▶ [PAGE EXTRACT]:
--

19 Forgotten Or Unfairly Dismissed Movies That Are Actually So Good It's Upsetting

·15 min read

There's nothing like watching a new movie that resonates with you on a deep and meaningful level — one so riveting that you can't get it out of your head for weeks.

Netflix

It's one of the most wonderful experiences, and one you wouldn't trade for anything in the world. But do you know what makes this viewing experience even better? When you come across an unknown movie many folks don't know about and it BLOWS YOUR MIND.

The Judge from "The Good Place"
NBC

These flicks are just as powerful as the blockbuster hits out there, and ones that deserve more shine and viewership than they get.

Queen Charlotte from "Bridgerton"
Netflix

So, here are some of the most underrated movies everyone should watch at least once, courtesy of r/MovieSuggestions.

Warning: Potential movie spoilers ahead! 🚨

Note: Some posts include topics of suicide, drug abuse, and gun violence. Please proceed with caution.

1.Pacific Rim (2013)

Charlie Day, JING Tian, Rinko Kikuchi in "Pacific Rim"

--

▶ [STORED DATA]:
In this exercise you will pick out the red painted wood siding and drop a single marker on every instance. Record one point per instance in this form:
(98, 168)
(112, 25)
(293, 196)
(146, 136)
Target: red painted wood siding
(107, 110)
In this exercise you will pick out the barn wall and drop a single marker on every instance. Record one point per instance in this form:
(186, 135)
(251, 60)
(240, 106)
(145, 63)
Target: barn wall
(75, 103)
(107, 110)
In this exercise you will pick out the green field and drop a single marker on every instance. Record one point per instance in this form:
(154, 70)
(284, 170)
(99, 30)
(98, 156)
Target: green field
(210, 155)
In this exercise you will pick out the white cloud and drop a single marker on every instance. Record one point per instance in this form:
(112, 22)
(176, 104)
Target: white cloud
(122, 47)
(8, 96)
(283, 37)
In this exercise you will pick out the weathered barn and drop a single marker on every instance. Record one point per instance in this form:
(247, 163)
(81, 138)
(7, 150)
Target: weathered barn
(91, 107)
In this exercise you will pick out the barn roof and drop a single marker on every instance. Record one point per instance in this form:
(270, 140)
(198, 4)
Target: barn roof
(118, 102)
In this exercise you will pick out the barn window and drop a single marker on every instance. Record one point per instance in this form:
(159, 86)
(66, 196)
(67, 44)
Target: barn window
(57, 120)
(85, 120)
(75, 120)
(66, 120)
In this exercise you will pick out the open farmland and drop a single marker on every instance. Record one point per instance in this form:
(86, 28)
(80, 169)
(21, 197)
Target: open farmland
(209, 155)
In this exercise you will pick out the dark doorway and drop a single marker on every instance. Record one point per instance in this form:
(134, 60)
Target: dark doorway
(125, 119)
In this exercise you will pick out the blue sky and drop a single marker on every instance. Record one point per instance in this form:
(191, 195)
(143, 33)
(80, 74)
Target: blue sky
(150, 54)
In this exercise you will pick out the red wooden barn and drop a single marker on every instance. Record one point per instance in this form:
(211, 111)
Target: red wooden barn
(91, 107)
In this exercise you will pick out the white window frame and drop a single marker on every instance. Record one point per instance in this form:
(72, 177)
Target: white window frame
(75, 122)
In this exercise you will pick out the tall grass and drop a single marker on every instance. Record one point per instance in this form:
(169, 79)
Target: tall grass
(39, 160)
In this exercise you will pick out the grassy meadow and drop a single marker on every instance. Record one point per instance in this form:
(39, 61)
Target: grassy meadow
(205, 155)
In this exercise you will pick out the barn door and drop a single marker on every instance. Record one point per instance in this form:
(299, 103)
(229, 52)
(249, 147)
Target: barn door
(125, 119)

--

▶ [DIRECTIONS]: Extend the article on underrated movies above, picking up right after its last line, the "Pacific Rim" photo caption.

▶ [RESULT OF THIS EXERCISE]:
Legendary Pictures / Courtesy of Everett Collection

"I rewatched Pacific Rim recently due to not having seen it in a while, and it holds up pretty well. For a film with such a silly premise, it actually manages to use it in a pretty smart way because the movie doesn’t take itself seriously and knows how 'stupid' it is. On top of that, the movie manages to appeal to both fans of monster movies and non-fans. It's like people who enjoy movies like Godzilla can enjoy this movie for its action sequences, but people who want a little more than that can enjoy this film for its impressive CGI and likable characters. The movie also has a really great soundtrack which lives rent-free in my head, and the film also does a romance subplot super fucking well."

u/Owen_The_Owl910

Where you can watch it: HBO Max

2.Requiem for a Dream (2000)

Ellen Burstyn and Jared Leto in "Requiem for a Dream"
Aristan Entertainment / Courtesy of Everett Collection

"This movie messed me up so bad, but in a good way. I have seen many disturbing movies, but this movie is something else — it's so creative (and a lot of the credit goes to director Darren Aronofsky). Requiem for a Dream revolves around four characters who are victims of substance abuse — it creatively and frighteningly makes us walk in their shoes, and feel their pain. If you want to see one of the best directions and storytelling, please watch Requiem for a Dream (fun fact: 'Requiem' means to compose music in honor of the dead)."

u/Mr_Fiction_work

Where you can watch it: Amazon Prime Video

3.Emily the Criminal (2022)

Aubrey Plaza in "Emily the Criminal"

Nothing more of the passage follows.